━━ SUPPLIED MATERIAL ━━
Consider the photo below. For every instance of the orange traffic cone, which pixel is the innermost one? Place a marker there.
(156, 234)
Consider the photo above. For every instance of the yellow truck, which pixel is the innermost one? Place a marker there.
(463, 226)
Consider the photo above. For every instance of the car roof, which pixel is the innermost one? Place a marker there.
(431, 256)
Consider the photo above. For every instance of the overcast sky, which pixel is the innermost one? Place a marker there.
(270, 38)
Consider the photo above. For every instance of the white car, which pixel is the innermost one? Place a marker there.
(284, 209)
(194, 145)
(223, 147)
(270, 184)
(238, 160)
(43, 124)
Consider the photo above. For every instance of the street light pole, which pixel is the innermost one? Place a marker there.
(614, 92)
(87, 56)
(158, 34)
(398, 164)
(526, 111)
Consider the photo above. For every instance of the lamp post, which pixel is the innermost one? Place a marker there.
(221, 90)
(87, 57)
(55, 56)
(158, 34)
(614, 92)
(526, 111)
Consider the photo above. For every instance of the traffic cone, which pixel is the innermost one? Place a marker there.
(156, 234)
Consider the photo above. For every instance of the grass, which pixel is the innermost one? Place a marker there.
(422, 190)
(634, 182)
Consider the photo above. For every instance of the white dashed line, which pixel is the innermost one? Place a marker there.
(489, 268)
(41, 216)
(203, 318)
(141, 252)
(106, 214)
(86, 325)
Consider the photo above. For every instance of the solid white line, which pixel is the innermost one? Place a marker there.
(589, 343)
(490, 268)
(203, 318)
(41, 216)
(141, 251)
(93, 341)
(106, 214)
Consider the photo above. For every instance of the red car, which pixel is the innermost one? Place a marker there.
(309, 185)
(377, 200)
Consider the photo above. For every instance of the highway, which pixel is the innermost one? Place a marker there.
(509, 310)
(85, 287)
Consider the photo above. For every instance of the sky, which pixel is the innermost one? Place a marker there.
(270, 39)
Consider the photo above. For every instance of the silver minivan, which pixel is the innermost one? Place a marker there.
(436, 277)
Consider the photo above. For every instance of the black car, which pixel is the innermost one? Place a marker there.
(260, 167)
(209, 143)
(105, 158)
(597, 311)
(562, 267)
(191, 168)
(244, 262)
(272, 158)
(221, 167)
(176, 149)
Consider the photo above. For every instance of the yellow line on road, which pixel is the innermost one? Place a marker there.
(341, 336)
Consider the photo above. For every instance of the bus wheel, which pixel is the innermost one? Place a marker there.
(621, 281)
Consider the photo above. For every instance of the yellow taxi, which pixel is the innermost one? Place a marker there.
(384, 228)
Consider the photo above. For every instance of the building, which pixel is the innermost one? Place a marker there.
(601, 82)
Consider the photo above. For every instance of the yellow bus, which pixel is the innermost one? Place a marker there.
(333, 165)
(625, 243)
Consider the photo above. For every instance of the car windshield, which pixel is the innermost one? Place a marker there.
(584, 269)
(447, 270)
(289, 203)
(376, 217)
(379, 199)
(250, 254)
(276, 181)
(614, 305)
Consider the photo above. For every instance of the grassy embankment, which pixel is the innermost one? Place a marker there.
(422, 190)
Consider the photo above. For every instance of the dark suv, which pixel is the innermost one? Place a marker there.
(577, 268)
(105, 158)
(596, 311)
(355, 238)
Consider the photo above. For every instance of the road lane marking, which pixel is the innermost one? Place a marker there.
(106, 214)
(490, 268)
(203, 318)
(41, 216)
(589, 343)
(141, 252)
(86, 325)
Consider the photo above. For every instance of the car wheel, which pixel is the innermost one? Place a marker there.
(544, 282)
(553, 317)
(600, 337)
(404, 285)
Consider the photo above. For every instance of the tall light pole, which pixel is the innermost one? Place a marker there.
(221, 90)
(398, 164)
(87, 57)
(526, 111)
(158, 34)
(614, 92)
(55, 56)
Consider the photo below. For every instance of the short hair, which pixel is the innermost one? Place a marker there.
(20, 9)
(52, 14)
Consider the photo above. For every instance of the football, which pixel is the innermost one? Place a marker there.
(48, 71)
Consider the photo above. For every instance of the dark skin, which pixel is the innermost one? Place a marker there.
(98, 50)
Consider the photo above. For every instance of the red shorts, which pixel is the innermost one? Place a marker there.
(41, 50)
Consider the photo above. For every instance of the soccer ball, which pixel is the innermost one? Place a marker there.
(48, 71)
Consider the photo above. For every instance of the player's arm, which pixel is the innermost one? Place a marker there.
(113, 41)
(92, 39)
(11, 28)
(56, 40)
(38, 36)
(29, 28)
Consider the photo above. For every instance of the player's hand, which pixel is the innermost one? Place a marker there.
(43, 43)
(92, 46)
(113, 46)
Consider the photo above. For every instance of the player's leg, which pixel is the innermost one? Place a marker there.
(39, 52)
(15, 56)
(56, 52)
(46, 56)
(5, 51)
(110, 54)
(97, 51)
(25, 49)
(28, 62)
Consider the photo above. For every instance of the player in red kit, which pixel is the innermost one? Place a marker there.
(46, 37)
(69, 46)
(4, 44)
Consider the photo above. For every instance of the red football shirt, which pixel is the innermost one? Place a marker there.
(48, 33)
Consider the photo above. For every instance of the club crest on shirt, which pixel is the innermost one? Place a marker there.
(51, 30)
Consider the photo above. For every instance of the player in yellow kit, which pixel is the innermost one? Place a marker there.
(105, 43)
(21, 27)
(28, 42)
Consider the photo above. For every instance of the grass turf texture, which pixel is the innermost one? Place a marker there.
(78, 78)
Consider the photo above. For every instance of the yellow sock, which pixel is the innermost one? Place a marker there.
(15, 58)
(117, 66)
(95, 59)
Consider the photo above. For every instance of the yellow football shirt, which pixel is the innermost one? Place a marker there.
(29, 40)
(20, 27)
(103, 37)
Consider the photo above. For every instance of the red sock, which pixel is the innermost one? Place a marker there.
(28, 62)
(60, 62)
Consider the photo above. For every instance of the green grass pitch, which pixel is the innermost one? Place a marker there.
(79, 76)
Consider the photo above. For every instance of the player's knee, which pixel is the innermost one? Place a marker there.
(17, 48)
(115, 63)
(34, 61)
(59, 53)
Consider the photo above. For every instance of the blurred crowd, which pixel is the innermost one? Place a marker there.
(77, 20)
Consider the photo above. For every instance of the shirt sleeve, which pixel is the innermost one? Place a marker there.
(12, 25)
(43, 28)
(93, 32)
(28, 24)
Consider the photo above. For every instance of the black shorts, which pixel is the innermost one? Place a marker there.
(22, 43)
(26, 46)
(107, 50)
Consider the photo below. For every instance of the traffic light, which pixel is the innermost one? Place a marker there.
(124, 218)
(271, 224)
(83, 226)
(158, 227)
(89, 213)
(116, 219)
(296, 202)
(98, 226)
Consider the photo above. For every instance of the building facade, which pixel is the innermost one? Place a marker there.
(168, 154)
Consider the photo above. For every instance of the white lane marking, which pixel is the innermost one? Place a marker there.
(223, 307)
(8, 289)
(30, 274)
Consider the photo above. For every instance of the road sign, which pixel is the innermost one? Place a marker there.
━━━
* GIVEN TASK: Copy the rows again, requests included, from the line with "Consider the photo above. For every instance of the shirt" through the last row, and add -95 to every number in the coordinate answers.

* TASK ANSWER:
Consider the photo above. For every instance of the shirt sleeve, which pixel is the innermost one? Place a marker there.
(-83, -70)
(-52, -67)
(-2, -63)
(-67, -71)
Consider the photo above. For every instance of the black shorts, which pixel is the innermost one? Place a marker there.
(-73, -52)
(-69, -49)
(12, -45)
Consider the photo below. For every instance of the traffic light, which pixel is the innermost one? Place a marker there.
(29, 123)
(176, 129)
(-12, 131)
(63, 132)
(-6, 118)
(21, 124)
(201, 107)
(3, 131)
Consider the photo above. For every instance of the building facade, which pixel is the innermost one? Place a marker there.
(73, 59)
Consider the photo above. For every instance of the white lane marking, which pixel is the innermost one? Place a marker there.
(128, 212)
(-87, 194)
(-65, 179)
Consider the photo above. For every instance of the road sign, which pixel is the innermost one? Place a marker there.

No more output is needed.